**Objective:** Convert all the rows below into a two-column CSV with the header instruction,points. Each request gets its own line, with its full text in the first field and its answer in the second. Quote every field, replace any line breaks with spaces, and leave the pictures out.

━━━ Record list

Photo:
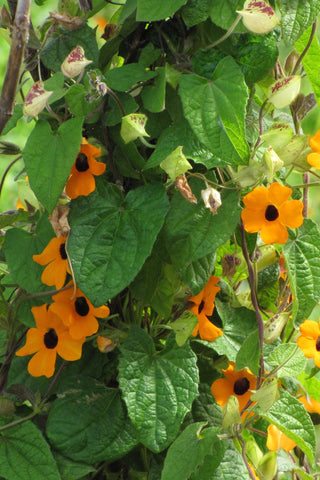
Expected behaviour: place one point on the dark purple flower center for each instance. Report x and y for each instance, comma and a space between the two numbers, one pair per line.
62, 251
82, 162
51, 338
271, 213
241, 386
81, 306
201, 306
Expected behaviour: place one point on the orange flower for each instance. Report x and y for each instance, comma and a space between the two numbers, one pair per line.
311, 405
55, 257
81, 180
277, 439
309, 340
77, 312
235, 383
270, 211
314, 158
49, 337
203, 306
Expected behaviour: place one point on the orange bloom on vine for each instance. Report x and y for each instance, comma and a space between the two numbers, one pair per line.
55, 257
269, 211
77, 312
49, 338
85, 167
277, 439
203, 307
314, 158
239, 384
309, 340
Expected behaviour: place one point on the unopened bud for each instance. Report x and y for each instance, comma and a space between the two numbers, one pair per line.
284, 91
211, 198
258, 16
75, 63
133, 126
36, 99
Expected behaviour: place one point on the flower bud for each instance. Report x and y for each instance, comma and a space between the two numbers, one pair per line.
133, 126
258, 16
175, 164
75, 63
211, 198
284, 91
36, 99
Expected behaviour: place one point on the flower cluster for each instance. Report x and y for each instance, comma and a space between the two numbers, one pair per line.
203, 305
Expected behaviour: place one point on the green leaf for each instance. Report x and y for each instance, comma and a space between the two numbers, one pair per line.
49, 156
310, 60
125, 77
19, 247
216, 110
58, 48
153, 10
153, 96
232, 462
196, 273
205, 452
181, 134
195, 11
156, 285
24, 453
238, 323
296, 17
192, 232
249, 354
302, 253
289, 358
158, 388
111, 237
290, 416
97, 430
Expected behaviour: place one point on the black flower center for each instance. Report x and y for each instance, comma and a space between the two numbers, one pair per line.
201, 306
81, 306
51, 338
62, 251
82, 162
241, 386
271, 213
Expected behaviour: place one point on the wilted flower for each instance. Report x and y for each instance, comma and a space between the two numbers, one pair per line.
211, 198
36, 99
258, 16
75, 63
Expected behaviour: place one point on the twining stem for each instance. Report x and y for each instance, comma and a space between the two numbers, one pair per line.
20, 34
254, 301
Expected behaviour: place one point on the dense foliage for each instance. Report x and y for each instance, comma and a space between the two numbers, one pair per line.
160, 271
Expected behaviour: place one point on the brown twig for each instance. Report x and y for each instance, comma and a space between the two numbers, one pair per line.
20, 34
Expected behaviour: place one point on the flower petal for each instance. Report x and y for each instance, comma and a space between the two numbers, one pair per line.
34, 342
278, 194
274, 232
68, 348
43, 363
290, 214
314, 160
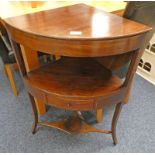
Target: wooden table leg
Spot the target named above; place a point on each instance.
(126, 100)
(31, 62)
(99, 115)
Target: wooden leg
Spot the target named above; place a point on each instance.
(35, 114)
(41, 107)
(45, 57)
(114, 122)
(15, 66)
(30, 65)
(11, 78)
(99, 115)
(126, 100)
(5, 70)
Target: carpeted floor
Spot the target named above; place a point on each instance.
(135, 130)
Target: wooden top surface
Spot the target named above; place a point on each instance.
(76, 22)
(16, 8)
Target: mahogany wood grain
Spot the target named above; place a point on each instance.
(80, 83)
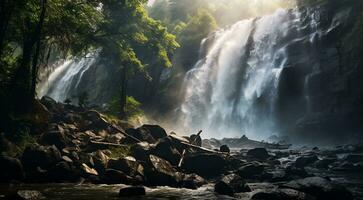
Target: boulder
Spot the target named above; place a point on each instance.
(320, 188)
(305, 161)
(251, 170)
(27, 195)
(324, 163)
(128, 165)
(132, 191)
(141, 151)
(280, 194)
(293, 172)
(236, 183)
(40, 156)
(161, 173)
(88, 171)
(141, 134)
(164, 149)
(100, 161)
(62, 171)
(207, 165)
(354, 158)
(54, 137)
(258, 153)
(192, 181)
(155, 131)
(11, 169)
(113, 176)
(223, 188)
(224, 149)
(50, 103)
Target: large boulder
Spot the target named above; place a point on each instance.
(62, 171)
(224, 149)
(11, 169)
(223, 188)
(141, 134)
(192, 181)
(155, 131)
(161, 173)
(354, 158)
(320, 188)
(251, 170)
(26, 195)
(236, 183)
(132, 191)
(280, 194)
(54, 137)
(100, 161)
(207, 165)
(128, 165)
(165, 149)
(40, 156)
(305, 160)
(141, 151)
(258, 153)
(113, 176)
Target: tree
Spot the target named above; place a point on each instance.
(134, 41)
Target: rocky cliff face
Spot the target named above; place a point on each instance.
(333, 87)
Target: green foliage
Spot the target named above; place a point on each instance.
(133, 107)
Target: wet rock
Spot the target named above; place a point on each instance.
(141, 151)
(54, 137)
(67, 159)
(192, 181)
(164, 149)
(258, 153)
(88, 170)
(324, 163)
(161, 173)
(141, 134)
(280, 194)
(204, 164)
(354, 158)
(223, 188)
(40, 156)
(293, 172)
(50, 103)
(155, 131)
(195, 139)
(113, 176)
(320, 188)
(27, 195)
(61, 172)
(132, 191)
(305, 161)
(236, 183)
(224, 149)
(10, 169)
(100, 161)
(251, 170)
(128, 165)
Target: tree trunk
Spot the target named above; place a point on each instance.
(37, 38)
(124, 90)
(6, 10)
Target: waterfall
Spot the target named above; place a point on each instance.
(233, 88)
(64, 82)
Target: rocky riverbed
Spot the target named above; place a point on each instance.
(83, 154)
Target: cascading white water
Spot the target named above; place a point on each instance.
(232, 90)
(64, 81)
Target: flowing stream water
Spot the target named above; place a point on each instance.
(232, 89)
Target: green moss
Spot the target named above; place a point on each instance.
(117, 152)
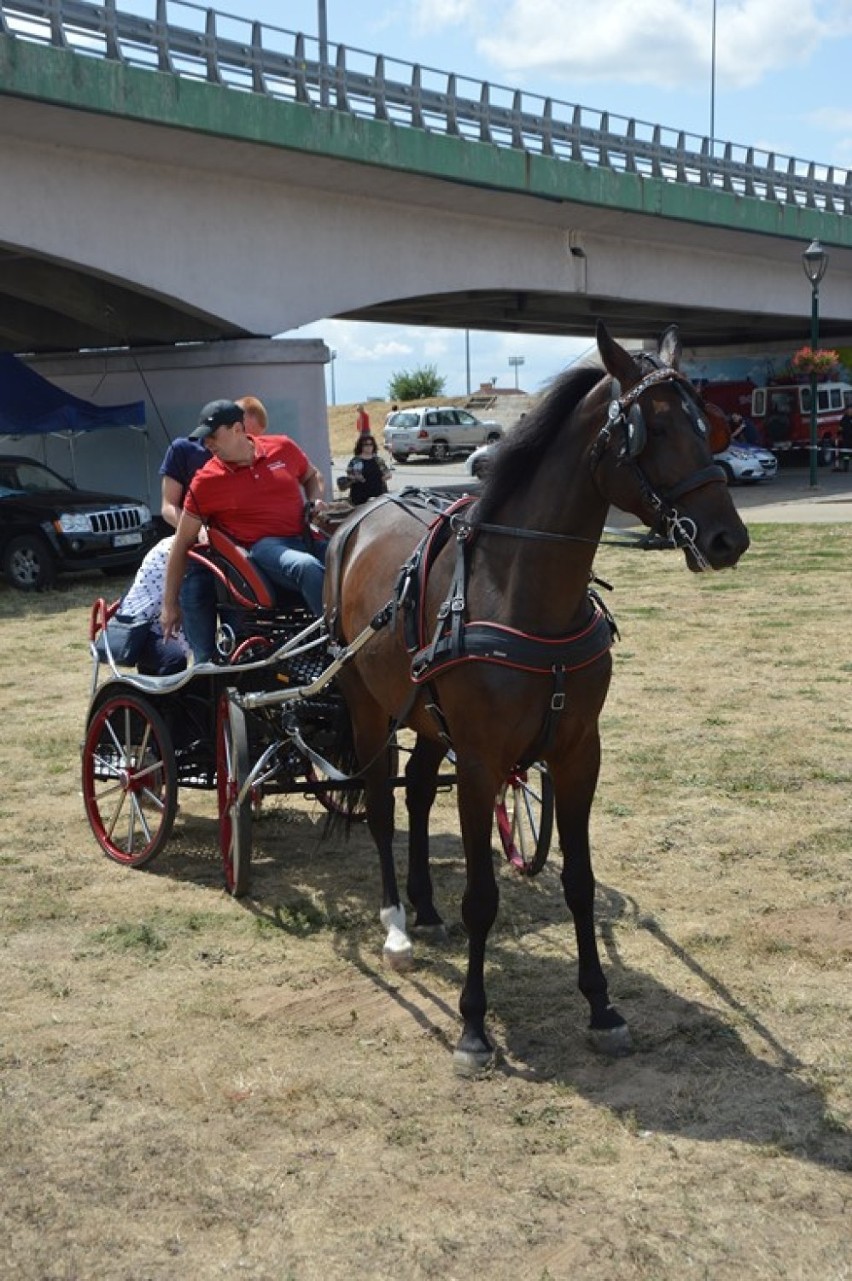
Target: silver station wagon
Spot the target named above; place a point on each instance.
(436, 432)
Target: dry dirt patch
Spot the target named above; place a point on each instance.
(197, 1088)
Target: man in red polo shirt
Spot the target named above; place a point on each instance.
(254, 488)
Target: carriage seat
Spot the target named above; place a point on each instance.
(240, 580)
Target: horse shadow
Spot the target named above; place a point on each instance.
(710, 1072)
(700, 1070)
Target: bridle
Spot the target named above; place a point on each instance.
(625, 424)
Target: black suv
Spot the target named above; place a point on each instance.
(48, 527)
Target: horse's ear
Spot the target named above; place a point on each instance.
(616, 361)
(670, 349)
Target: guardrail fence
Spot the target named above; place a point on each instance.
(251, 57)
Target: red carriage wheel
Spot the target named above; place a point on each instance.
(235, 815)
(524, 812)
(130, 778)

━━━━━━

**Reply to the task:**
instruction,points
"Photo: Expected behaviour: place one point on the dark purple flower center for each instance. Report x and y for each instance, comma and a space between the two numbers, one pair per line.","62, 251 82, 162 51, 338 271, 213 241, 386 81, 306 201, 306"
"Expected behaviour: place one point on the orange flower for each instance. Report x and y for each instance, comma and a space between the two numbers, one pair per line.","311, 405 55, 257 81, 180 277, 439 309, 340 77, 312 235, 383 270, 211 314, 158 49, 337 203, 306"
"Expected behaviour: place one point on the orange bloom on vine for each instance. Report x and y for each instance, comma and a space between the two numbers, one pair per line.","55, 257 269, 211 77, 312 49, 338 85, 167 277, 439 203, 307 314, 158 239, 384 309, 340"
"Expected behaviour: place one point on the unopened bud for each instance. Report x and y for each instance, comma and a space between the two numbers, one pair per line.","284, 91 211, 198 258, 16 75, 63 133, 126 36, 99"
"Expected behaviour: place one point on the flower bud for each instance. Report x and y for each instance, comma and a space between the two numbers, one pair per line.","133, 126 258, 16 175, 164 75, 63 211, 198 284, 91 36, 99"
"Expected behaviour: place one point on the flower cluster for each instance. Report x and y for each instance, comma and a space between the two numbers, one pair per line.","203, 305"
"Expected behaviour: place one point on the green leaf for each instance. Report x and y for each instance, comma and a space between the two numbers, one pair per line.","49, 156 310, 60 125, 77 19, 247 216, 110 58, 48 153, 10 153, 96 232, 462 196, 273 205, 452 181, 134 195, 11 156, 285 24, 453 238, 323 296, 17 192, 232 249, 354 302, 253 289, 358 158, 388 111, 237 290, 416 97, 430"
"Expected behaviour: place one point on the black flower center for each instance. Report x and y for each instance, comma and a space between the two numbers, one pair per line.","201, 306 81, 306 51, 338 62, 251 82, 162 241, 386 271, 213"
"Expected behaviour: place one point on the wilted flower for each instance. Report x and y for each instance, comma and a space between the two numbers, one pair per line.","211, 198 36, 99 258, 16 75, 63"
"Expected behaviour: place one point on the twining stem for each instance. Report x and y for each instance, comma and a space between the two numbers, one pair per line.","20, 34 254, 301"
"Expected behaviour: place one point on the dense foliage for each instance. Report x and y for each instance, comma and a space between the two numbers, one pair per line.","160, 271"
"Expected behaviour: place one point on the brown twig for each instance. Report x and y for each instance, comma and a space between the two numbers, one pair per line.","20, 34"
"Expected behaviour: place one point on the flower petal for each instance. Report x and y for each instance, comma and a space between the two numbers, one pair per line.","34, 342 278, 194 274, 232 68, 348 43, 363 290, 214 314, 160"
"Target: wooden table leg Spot the target named above; place a point on each instance.","(126, 100) (31, 62) (99, 115)"
"Target: wooden leg Spot the target named above; place a point on each instance.","(35, 114) (41, 107) (45, 57) (114, 122) (15, 66) (30, 65) (11, 78) (99, 115) (126, 100) (5, 70)"
"Target: carpeted floor Spot the target named above; place a point on each instance.","(135, 130)"
"Target: wooden top surface Spot the target named above; place a point on each instance.","(76, 22) (16, 8)"
"Target: mahogany wood grain Spot the target named above; place a point on each instance.","(80, 83)"
"Target: boulder Spot the target named above; place a point on each instance.","(320, 188) (305, 161) (251, 170) (27, 195) (324, 163) (128, 165) (132, 191) (141, 151) (280, 194) (293, 172) (236, 183) (40, 156) (161, 173) (88, 171) (141, 134) (164, 149) (100, 161) (62, 171) (207, 165) (354, 158) (54, 137) (258, 153) (192, 181) (155, 131) (11, 169) (113, 176) (223, 188) (224, 149) (50, 103)"
"Target: large boulder Spot the target named above; place a point on each instance.","(62, 171) (224, 149) (11, 169) (223, 188) (141, 134) (192, 181) (155, 131) (161, 173) (354, 158) (320, 188) (251, 170) (26, 195) (236, 183) (132, 191) (280, 194) (54, 137) (100, 161) (207, 165) (128, 165) (165, 149) (40, 156) (305, 160) (141, 151) (258, 153) (113, 176)"
"Target: tree Spot the target named above; place a point on each instance.","(134, 41)"
"Target: rocky cliff face Spot the target named above; place a point on each instance.","(333, 87)"
"Target: green foliage Spot the target named above; place a point on each instance.","(133, 107)"
"Target: wet rock Spot the target named above; place a point on each instance.","(141, 151) (54, 137) (67, 159) (192, 181) (164, 149) (258, 153) (88, 170) (324, 163) (161, 173) (141, 134) (280, 194) (204, 164) (354, 158) (223, 188) (40, 156) (293, 172) (50, 103) (155, 131) (195, 139) (113, 176) (320, 188) (27, 195) (61, 172) (132, 191) (305, 161) (236, 183) (224, 149) (10, 169) (100, 161) (251, 170) (128, 165)"
"Target: tree trunk Spot the target named above; place a point on each instance.","(37, 38) (124, 90) (6, 10)"
"Target: waterfall Spot the target named above; place a point on each instance.","(233, 88) (64, 82)"
"Target: rocky riverbed Spot the target named above; place a point on each instance.","(83, 154)"
"Target: cascading white water Spot the target named above; place a point on each instance.","(232, 90) (64, 81)"
"Target: flowing stream water Spot the target named above; place a point on each instance.","(232, 89)"
"Target: green moss Spot the target named above; place a point on each instance.","(117, 152)"
"Target: silver station wagon Spot the target named above; place a point on each instance.","(436, 432)"
"Target: dry dirt patch Spot the target named above; place a point on each instance.","(197, 1088)"
"Target: man in red polo shirt Spot the target named above; place a point on each instance.","(254, 488)"
"Target: carriage seat Spot the target named above; place a point on each instance.","(240, 580)"
"Target: horse shadow Spot the target named above; place a point on each instance.","(710, 1072) (700, 1070)"
"Target: bridle Spot the target named above; place a point on each instance.","(625, 424)"
"Target: black suv Spot the target named above; place a point on each instance.","(48, 527)"
"Target: horse's ear Spot the target named above; place a point on each instance.","(616, 361) (670, 349)"
"Target: guardrail fence Spot the target named above; place a point on each instance.","(251, 57)"
"Target: red carriage wheel Spot the target named above; place a point on each instance.","(235, 815) (524, 812) (130, 778)"